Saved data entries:
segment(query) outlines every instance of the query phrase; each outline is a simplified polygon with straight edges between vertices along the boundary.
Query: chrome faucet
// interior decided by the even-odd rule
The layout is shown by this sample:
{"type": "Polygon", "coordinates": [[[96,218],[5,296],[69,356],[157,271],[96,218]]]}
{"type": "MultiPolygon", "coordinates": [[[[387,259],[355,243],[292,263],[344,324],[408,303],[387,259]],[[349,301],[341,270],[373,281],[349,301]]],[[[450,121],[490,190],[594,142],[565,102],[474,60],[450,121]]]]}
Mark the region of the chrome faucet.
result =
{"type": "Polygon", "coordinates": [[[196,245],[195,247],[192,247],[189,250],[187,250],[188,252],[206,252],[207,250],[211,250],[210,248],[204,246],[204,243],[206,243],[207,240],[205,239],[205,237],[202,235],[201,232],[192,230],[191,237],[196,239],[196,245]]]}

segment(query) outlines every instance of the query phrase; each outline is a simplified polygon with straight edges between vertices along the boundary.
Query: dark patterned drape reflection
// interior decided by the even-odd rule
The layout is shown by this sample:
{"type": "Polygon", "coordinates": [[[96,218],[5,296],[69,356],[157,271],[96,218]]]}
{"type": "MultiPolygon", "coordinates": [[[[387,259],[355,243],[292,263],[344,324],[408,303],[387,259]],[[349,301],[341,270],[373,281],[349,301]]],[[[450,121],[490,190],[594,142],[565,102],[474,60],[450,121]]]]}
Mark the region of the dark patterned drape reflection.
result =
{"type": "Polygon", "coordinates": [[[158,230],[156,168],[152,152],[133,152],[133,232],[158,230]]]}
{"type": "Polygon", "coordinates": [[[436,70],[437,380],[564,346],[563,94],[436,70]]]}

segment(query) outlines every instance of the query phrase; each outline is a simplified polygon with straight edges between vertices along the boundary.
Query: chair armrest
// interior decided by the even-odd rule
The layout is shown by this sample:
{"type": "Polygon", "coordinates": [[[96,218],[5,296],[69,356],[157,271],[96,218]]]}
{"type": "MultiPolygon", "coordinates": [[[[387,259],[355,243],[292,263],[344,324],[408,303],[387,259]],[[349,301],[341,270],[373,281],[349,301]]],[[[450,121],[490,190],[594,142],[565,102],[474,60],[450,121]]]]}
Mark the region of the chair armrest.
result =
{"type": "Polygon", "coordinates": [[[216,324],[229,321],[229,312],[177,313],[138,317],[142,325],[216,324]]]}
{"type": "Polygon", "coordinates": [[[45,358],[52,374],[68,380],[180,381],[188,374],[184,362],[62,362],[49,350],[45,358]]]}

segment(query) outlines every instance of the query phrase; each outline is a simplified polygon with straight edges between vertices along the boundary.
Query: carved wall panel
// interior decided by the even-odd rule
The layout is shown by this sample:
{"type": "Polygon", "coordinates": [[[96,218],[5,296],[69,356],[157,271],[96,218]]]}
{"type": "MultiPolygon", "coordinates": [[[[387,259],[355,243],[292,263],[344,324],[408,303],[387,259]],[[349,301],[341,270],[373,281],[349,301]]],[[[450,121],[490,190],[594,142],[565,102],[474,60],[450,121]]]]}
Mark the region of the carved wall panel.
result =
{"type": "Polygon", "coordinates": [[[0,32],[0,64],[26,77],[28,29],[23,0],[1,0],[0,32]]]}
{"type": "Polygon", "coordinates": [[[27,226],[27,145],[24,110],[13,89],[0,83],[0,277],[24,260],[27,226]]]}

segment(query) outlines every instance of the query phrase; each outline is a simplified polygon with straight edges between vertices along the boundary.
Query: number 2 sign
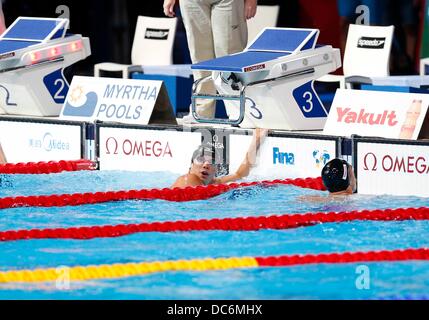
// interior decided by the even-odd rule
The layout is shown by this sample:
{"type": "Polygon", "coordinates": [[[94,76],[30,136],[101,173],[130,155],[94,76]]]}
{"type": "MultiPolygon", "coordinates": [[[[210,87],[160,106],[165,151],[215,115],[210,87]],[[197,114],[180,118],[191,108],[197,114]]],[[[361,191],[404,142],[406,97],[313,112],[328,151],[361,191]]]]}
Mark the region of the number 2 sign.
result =
{"type": "Polygon", "coordinates": [[[46,88],[54,99],[55,103],[64,103],[66,99],[69,85],[64,79],[63,73],[61,70],[57,70],[51,74],[48,74],[43,78],[46,88]]]}

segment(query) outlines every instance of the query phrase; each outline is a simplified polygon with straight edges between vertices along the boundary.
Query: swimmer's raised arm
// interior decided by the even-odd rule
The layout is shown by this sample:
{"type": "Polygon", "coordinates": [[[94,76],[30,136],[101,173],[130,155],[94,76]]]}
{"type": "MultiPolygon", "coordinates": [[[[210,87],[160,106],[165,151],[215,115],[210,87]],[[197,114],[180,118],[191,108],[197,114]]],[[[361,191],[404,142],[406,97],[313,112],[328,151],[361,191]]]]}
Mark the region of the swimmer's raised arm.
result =
{"type": "Polygon", "coordinates": [[[6,155],[4,154],[3,148],[0,144],[0,164],[5,164],[5,163],[7,163],[6,155]]]}
{"type": "Polygon", "coordinates": [[[249,150],[247,151],[244,160],[241,163],[240,167],[237,169],[237,171],[233,174],[216,178],[214,183],[228,183],[247,177],[250,173],[250,169],[256,164],[256,154],[259,150],[259,147],[263,143],[267,133],[267,129],[255,129],[255,131],[253,132],[253,139],[250,143],[249,150]]]}

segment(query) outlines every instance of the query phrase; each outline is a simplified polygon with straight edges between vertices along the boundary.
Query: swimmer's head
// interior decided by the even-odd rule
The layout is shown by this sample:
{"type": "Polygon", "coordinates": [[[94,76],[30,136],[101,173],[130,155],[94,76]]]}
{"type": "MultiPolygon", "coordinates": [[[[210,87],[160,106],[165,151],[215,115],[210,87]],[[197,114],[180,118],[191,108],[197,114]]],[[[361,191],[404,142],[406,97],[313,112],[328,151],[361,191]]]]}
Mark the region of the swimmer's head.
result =
{"type": "Polygon", "coordinates": [[[189,173],[197,176],[204,184],[209,184],[216,176],[215,154],[211,147],[200,146],[194,151],[189,173]]]}
{"type": "MultiPolygon", "coordinates": [[[[322,169],[322,180],[326,189],[331,193],[347,191],[351,186],[351,166],[345,160],[333,159],[322,169]]],[[[350,188],[353,192],[354,186],[350,188]]]]}
{"type": "Polygon", "coordinates": [[[205,162],[214,165],[215,156],[212,148],[201,145],[192,154],[191,164],[203,164],[205,162]]]}

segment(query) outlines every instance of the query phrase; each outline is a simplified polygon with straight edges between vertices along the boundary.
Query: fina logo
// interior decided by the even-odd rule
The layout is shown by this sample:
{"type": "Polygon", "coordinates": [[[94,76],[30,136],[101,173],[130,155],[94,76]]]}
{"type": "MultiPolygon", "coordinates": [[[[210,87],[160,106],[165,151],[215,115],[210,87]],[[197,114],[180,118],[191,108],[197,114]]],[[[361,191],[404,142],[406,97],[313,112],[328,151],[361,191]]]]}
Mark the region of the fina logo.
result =
{"type": "Polygon", "coordinates": [[[70,89],[63,115],[72,117],[91,117],[97,107],[98,96],[91,91],[85,94],[82,86],[77,85],[70,89]]]}
{"type": "Polygon", "coordinates": [[[295,154],[280,152],[279,148],[273,148],[273,164],[295,165],[295,154]]]}
{"type": "Polygon", "coordinates": [[[331,160],[331,155],[326,150],[323,150],[323,151],[314,150],[313,151],[313,158],[316,161],[316,167],[318,169],[320,169],[320,168],[324,167],[325,164],[327,164],[329,162],[329,160],[331,160]]]}

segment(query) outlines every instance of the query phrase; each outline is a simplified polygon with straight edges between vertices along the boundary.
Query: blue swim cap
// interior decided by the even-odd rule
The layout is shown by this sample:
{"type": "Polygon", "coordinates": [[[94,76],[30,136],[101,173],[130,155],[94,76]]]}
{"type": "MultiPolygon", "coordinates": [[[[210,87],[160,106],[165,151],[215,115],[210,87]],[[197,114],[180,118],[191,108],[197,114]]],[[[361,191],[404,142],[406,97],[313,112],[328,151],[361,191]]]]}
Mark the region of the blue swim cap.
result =
{"type": "Polygon", "coordinates": [[[346,190],[350,185],[349,164],[345,160],[333,159],[322,169],[322,180],[329,192],[346,190]]]}

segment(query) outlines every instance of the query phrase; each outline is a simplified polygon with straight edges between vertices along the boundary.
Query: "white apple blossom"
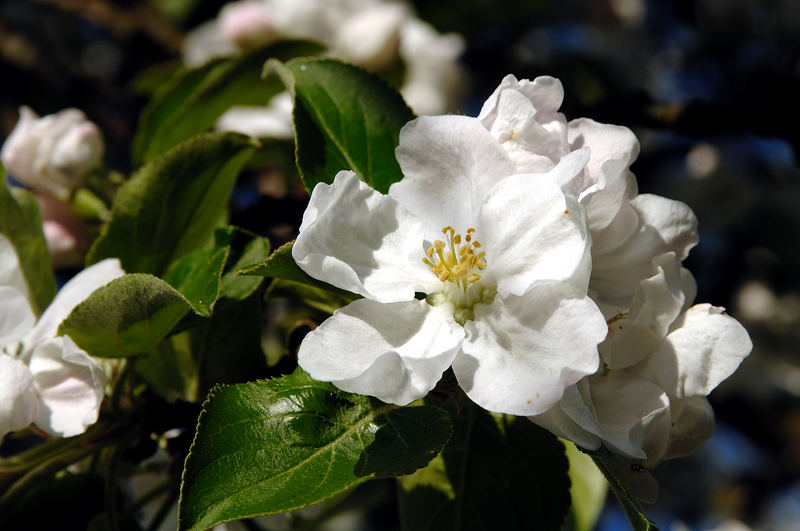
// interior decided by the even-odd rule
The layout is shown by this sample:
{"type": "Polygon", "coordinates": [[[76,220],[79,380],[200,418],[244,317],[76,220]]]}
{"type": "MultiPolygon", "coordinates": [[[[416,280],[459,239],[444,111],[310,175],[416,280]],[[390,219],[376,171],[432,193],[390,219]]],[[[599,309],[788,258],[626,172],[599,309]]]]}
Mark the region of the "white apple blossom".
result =
{"type": "MultiPolygon", "coordinates": [[[[588,290],[609,329],[599,347],[603,363],[532,420],[584,448],[604,444],[644,472],[710,436],[705,397],[752,344],[722,309],[691,306],[694,280],[680,265],[697,242],[691,209],[637,195],[636,137],[585,118],[568,122],[558,111],[563,95],[554,78],[507,76],[479,116],[518,171],[548,171],[576,150],[591,151],[582,179],[566,186],[585,208],[592,236],[588,290]]],[[[657,485],[645,476],[632,479],[652,499],[657,485]]]]}
{"type": "MultiPolygon", "coordinates": [[[[752,349],[744,327],[723,308],[691,306],[694,281],[674,253],[653,262],[656,273],[641,283],[629,312],[609,323],[603,368],[532,418],[584,448],[605,445],[641,477],[711,436],[714,413],[706,396],[752,349]]],[[[655,482],[637,481],[637,494],[654,501],[655,482]]]]}
{"type": "MultiPolygon", "coordinates": [[[[19,271],[11,242],[0,234],[0,272],[19,271]]],[[[29,424],[56,436],[86,431],[105,392],[102,366],[58,326],[94,290],[122,276],[116,259],[76,275],[36,319],[21,274],[0,273],[0,437],[29,424]]]]}
{"type": "Polygon", "coordinates": [[[558,184],[588,151],[520,174],[478,120],[438,116],[407,124],[396,154],[404,178],[388,195],[349,171],[313,190],[293,257],[364,298],[305,337],[300,366],[400,405],[452,366],[490,411],[546,411],[595,372],[607,332],[575,287],[588,281],[589,237],[558,184]]]}
{"type": "MultiPolygon", "coordinates": [[[[328,47],[331,57],[371,71],[400,61],[400,89],[417,114],[451,111],[464,78],[458,58],[460,35],[438,33],[400,0],[244,0],[226,4],[219,17],[202,24],[184,42],[184,61],[200,66],[279,39],[307,39],[328,47]]],[[[289,99],[288,94],[276,96],[289,99]]],[[[291,107],[280,104],[234,107],[217,129],[253,136],[291,138],[291,107]]]]}
{"type": "Polygon", "coordinates": [[[100,130],[80,110],[39,118],[29,107],[21,107],[0,158],[16,180],[64,199],[100,165],[104,150],[100,130]]]}

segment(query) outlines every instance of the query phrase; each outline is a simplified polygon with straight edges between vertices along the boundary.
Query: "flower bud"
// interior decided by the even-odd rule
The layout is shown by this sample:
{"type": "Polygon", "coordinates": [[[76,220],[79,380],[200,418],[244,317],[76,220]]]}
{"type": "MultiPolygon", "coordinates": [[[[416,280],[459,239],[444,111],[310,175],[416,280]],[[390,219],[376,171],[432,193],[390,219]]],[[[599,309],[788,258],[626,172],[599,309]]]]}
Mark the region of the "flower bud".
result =
{"type": "Polygon", "coordinates": [[[0,158],[16,180],[65,198],[100,164],[104,149],[100,130],[78,109],[39,118],[21,107],[0,158]]]}
{"type": "Polygon", "coordinates": [[[227,4],[219,13],[219,27],[222,38],[241,49],[263,46],[275,39],[272,17],[263,2],[227,4]]]}
{"type": "Polygon", "coordinates": [[[398,57],[400,28],[408,16],[405,6],[393,2],[356,13],[337,32],[335,55],[367,70],[389,66],[398,57]]]}

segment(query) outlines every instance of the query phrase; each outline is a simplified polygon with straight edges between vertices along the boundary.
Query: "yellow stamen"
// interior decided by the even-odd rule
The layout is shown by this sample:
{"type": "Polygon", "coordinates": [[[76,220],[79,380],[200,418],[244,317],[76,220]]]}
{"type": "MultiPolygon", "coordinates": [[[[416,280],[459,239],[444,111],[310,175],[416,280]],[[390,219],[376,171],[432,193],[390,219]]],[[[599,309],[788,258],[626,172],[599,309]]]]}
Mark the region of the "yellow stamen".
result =
{"type": "Polygon", "coordinates": [[[442,234],[446,235],[446,241],[434,240],[433,245],[425,250],[427,258],[423,258],[423,263],[442,282],[454,282],[466,289],[468,283],[480,280],[479,271],[486,269],[486,253],[475,251],[481,243],[473,238],[474,232],[475,229],[470,227],[466,236],[462,236],[453,227],[444,227],[442,234]]]}

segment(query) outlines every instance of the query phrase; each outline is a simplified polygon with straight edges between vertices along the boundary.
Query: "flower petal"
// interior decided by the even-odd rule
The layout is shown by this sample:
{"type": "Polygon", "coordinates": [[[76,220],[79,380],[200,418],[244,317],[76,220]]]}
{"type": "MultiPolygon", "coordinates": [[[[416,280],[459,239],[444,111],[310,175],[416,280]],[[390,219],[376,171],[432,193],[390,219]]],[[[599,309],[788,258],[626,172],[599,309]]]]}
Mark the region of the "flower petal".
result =
{"type": "Polygon", "coordinates": [[[620,209],[630,208],[636,183],[629,179],[630,165],[639,154],[639,142],[627,127],[601,124],[588,118],[569,123],[569,144],[575,150],[588,147],[581,203],[589,216],[592,233],[606,228],[620,209]]]}
{"type": "Polygon", "coordinates": [[[360,299],[303,339],[298,363],[314,379],[402,406],[433,389],[463,337],[449,306],[360,299]]]}
{"type": "Polygon", "coordinates": [[[118,259],[107,258],[72,277],[59,290],[53,302],[39,318],[36,326],[23,340],[26,350],[30,350],[40,341],[55,337],[61,321],[67,318],[75,306],[86,300],[98,288],[124,274],[125,271],[118,259]]]}
{"type": "Polygon", "coordinates": [[[0,349],[14,348],[36,322],[28,299],[17,289],[0,286],[0,349]]]}
{"type": "MultiPolygon", "coordinates": [[[[553,181],[557,174],[579,173],[587,157],[585,151],[571,153],[546,176],[514,175],[488,194],[476,237],[486,251],[487,281],[501,296],[570,278],[582,264],[590,243],[583,208],[553,181]]],[[[579,284],[588,281],[588,269],[582,274],[579,284]]]]}
{"type": "Polygon", "coordinates": [[[429,240],[452,226],[473,226],[494,183],[515,173],[514,164],[475,118],[422,116],[400,130],[395,151],[403,180],[389,195],[425,224],[429,240]]]}
{"type": "Polygon", "coordinates": [[[589,391],[586,380],[583,378],[575,385],[567,387],[558,404],[541,415],[530,416],[528,419],[581,448],[597,450],[602,444],[602,439],[596,435],[600,431],[597,415],[593,408],[587,405],[591,400],[585,400],[582,396],[584,389],[589,391]]]}
{"type": "Polygon", "coordinates": [[[601,302],[627,305],[652,275],[653,258],[672,251],[683,260],[697,243],[697,218],[684,203],[643,194],[631,206],[639,216],[636,232],[613,252],[593,250],[591,288],[601,302]]]}
{"type": "Polygon", "coordinates": [[[509,74],[489,96],[478,115],[478,119],[487,129],[491,129],[497,119],[500,95],[506,89],[517,90],[525,95],[540,115],[539,122],[549,121],[544,117],[557,113],[564,101],[564,87],[561,85],[561,81],[554,77],[539,76],[533,81],[527,79],[518,81],[516,77],[509,74]]]}
{"type": "Polygon", "coordinates": [[[28,296],[28,284],[19,264],[17,251],[11,241],[0,234],[0,286],[15,288],[25,297],[28,296]]]}
{"type": "Polygon", "coordinates": [[[747,331],[723,308],[697,304],[673,324],[661,347],[633,370],[671,399],[706,396],[752,348],[747,331]]]}
{"type": "Polygon", "coordinates": [[[600,354],[609,369],[629,367],[653,352],[684,309],[683,281],[691,273],[681,268],[672,252],[657,256],[653,267],[655,274],[639,284],[627,316],[606,313],[608,337],[600,354]]]}
{"type": "Polygon", "coordinates": [[[714,432],[714,410],[704,396],[690,396],[672,401],[672,431],[663,459],[675,459],[694,453],[714,432]]]}
{"type": "Polygon", "coordinates": [[[657,385],[621,371],[589,377],[591,400],[606,446],[636,459],[660,458],[669,441],[670,401],[657,385]]]}
{"type": "Polygon", "coordinates": [[[458,382],[481,407],[537,415],[564,389],[597,370],[605,319],[588,297],[565,283],[497,296],[475,306],[463,353],[453,362],[458,382]]]}
{"type": "Polygon", "coordinates": [[[0,438],[33,422],[38,405],[28,367],[0,352],[0,438]]]}
{"type": "Polygon", "coordinates": [[[312,277],[379,302],[410,301],[441,284],[422,263],[419,220],[351,171],[314,187],[292,257],[312,277]]]}
{"type": "Polygon", "coordinates": [[[34,419],[39,428],[71,437],[97,421],[105,373],[72,339],[61,336],[38,344],[29,367],[41,402],[34,419]]]}

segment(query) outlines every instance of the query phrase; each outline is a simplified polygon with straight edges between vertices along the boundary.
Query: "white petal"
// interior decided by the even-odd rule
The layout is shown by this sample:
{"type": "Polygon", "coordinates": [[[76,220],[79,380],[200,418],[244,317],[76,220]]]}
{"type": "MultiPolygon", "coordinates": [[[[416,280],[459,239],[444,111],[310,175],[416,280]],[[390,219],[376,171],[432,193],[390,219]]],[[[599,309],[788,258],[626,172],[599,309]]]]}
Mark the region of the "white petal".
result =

§ **What to do**
Whenever the word "raised" occurs in a line above, copy that line.

§ **Response to this exercise**
Query: swimmer's raised arm
Mark the region of the swimmer's raised arm.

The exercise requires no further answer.